Help Center> Distributed Cache Service> FAQs> Monitoring and Alarm> Why Is CPU Usage of a DCS Redis Instance 100%?
Updated on 2024-05-20 GMT+08:00

Why Is CPU Usage of a DCS Redis Instance 100%?


The CPU usage of a Redis instance increases dramatically within a short period of time. If the CPU usage is too high, connections may time out, and master/standby switchover may be triggered.

Possible Causes

  1. The service QPS is high. In this case, refer to Checking QPS.
  2. Resource-consuming commands, such as KEYS, were used. In this case, refer to Locating and Disabling CPU-Intensive Commands.
  3. Redis rewrite was triggered. In this case, refer to Checking Redis Rewrite.

Checking QPS

On the Cache Manager page of the DCS console, click an instance to go to the instance details page. On the left menu, choose Performance Monitoring and then view the Ops per Second metric.

If the QPS is high, optimize customer services or modifying instance specifications. For details about the QPS supported by different instance specifications, see DCS Instance Specifications.

Locating and Disabling CPU-Intensive Commands

Resource-consuming commands (commands with time complexity O(N) or higher), such as KEYS, are used. Generally, the higher the time complexity, the more resources a command uses. As a result, the CPU usage is high, and a master/standby switchover can be easily triggered. For details about the time complexity of each command, visit the Redis official website. In this case, use the SCAN command instead or disable the KEYS command.

● **Excerpted records**:
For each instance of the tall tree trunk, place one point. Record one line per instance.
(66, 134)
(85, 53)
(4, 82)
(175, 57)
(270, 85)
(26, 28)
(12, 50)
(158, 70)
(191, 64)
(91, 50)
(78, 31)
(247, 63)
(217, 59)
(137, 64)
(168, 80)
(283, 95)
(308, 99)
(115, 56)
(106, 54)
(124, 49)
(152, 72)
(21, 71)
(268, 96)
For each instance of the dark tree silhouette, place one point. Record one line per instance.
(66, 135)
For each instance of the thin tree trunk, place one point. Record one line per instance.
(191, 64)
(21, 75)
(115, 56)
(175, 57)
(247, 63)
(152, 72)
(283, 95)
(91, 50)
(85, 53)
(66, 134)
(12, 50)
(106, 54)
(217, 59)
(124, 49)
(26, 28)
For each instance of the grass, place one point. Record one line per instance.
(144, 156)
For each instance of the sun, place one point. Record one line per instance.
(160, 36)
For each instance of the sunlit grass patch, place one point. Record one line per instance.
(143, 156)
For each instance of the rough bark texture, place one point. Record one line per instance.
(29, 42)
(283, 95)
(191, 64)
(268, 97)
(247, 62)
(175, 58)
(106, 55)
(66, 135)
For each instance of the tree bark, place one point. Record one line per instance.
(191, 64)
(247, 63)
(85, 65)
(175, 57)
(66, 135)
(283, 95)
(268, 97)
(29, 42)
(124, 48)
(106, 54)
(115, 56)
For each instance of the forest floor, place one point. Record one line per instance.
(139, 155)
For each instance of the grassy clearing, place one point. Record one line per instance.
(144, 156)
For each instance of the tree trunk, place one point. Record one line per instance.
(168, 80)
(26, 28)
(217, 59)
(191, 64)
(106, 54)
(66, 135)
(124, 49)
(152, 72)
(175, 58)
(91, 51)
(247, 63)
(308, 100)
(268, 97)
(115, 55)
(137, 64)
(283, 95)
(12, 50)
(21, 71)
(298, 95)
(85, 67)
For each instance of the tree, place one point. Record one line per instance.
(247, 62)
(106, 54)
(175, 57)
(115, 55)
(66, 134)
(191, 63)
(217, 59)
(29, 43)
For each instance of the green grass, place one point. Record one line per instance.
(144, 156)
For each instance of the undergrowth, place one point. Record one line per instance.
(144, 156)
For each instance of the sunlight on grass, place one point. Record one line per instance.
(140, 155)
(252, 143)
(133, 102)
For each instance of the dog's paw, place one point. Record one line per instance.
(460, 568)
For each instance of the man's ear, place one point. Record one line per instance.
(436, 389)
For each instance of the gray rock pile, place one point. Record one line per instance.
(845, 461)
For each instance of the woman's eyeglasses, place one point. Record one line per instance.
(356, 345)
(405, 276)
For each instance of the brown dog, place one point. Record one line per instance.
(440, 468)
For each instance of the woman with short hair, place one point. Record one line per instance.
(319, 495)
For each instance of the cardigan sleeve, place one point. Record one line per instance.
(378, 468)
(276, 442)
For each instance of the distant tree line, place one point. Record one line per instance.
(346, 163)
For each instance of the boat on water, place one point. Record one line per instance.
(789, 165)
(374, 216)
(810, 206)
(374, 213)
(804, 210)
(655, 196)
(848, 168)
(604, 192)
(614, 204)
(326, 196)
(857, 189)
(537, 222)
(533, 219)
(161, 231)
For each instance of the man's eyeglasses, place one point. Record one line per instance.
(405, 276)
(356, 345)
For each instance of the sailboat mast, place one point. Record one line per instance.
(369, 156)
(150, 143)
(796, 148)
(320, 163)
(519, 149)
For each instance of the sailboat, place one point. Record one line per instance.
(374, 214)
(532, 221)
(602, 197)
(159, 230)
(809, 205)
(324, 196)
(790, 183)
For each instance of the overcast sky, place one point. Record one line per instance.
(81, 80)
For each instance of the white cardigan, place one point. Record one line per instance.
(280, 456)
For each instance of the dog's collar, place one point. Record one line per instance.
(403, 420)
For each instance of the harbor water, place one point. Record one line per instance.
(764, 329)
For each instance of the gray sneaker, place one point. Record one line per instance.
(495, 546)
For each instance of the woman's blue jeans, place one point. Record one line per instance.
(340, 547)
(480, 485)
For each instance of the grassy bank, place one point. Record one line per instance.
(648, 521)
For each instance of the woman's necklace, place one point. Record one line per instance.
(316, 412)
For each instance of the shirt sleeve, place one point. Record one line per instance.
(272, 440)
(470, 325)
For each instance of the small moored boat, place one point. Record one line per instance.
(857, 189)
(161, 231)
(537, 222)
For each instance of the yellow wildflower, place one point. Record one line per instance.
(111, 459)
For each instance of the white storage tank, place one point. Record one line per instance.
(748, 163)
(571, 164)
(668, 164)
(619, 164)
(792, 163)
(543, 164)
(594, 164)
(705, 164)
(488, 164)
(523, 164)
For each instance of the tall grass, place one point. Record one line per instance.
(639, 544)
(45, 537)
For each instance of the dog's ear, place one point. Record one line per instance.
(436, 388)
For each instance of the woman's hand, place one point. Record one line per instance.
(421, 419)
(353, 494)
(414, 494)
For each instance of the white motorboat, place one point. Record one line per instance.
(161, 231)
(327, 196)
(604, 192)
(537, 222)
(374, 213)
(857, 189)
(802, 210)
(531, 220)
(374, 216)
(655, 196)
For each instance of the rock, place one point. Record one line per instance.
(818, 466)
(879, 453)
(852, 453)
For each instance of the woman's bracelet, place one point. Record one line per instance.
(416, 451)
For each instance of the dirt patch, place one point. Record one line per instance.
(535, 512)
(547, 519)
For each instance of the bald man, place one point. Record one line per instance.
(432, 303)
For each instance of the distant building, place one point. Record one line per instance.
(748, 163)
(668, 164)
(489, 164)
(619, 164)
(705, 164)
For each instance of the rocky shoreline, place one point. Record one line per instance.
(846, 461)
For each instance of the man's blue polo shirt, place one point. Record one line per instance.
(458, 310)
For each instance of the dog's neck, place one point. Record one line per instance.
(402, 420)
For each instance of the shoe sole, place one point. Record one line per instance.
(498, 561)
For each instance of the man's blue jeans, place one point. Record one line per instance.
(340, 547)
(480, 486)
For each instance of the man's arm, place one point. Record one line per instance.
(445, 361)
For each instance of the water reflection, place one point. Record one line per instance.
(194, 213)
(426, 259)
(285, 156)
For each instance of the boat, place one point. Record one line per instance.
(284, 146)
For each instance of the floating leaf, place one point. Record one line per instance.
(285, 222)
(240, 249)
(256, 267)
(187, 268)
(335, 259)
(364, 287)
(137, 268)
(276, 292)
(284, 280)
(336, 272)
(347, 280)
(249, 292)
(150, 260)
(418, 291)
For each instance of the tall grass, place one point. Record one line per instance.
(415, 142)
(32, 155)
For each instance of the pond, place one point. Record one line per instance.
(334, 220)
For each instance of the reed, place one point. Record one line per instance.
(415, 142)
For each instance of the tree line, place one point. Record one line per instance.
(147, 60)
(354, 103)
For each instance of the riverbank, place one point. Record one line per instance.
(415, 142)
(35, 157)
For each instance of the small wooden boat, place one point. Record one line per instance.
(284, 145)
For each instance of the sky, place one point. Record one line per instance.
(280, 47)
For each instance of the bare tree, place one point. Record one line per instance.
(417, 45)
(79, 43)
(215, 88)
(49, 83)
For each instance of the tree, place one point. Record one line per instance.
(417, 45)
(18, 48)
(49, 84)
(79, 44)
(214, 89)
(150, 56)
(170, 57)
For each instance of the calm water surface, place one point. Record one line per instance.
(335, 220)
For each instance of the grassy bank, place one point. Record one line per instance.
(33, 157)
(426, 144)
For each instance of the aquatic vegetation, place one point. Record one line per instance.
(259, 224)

● **Problem to solve**:
Answer these questions from the help article on high CPU usage in a DCS Redis instance:
(a) What two effects can excessively high CPU usage have?
(b) Which metric should be viewed under Performance Monitoring to check QPS?
(c) Which command does the article suggest using in place of KEYS?

● **Your response**:
(a) Connections may time out, and a master/standby switchover may be triggered.
(b) The Ops per Second metric.
(c) The SCAN command.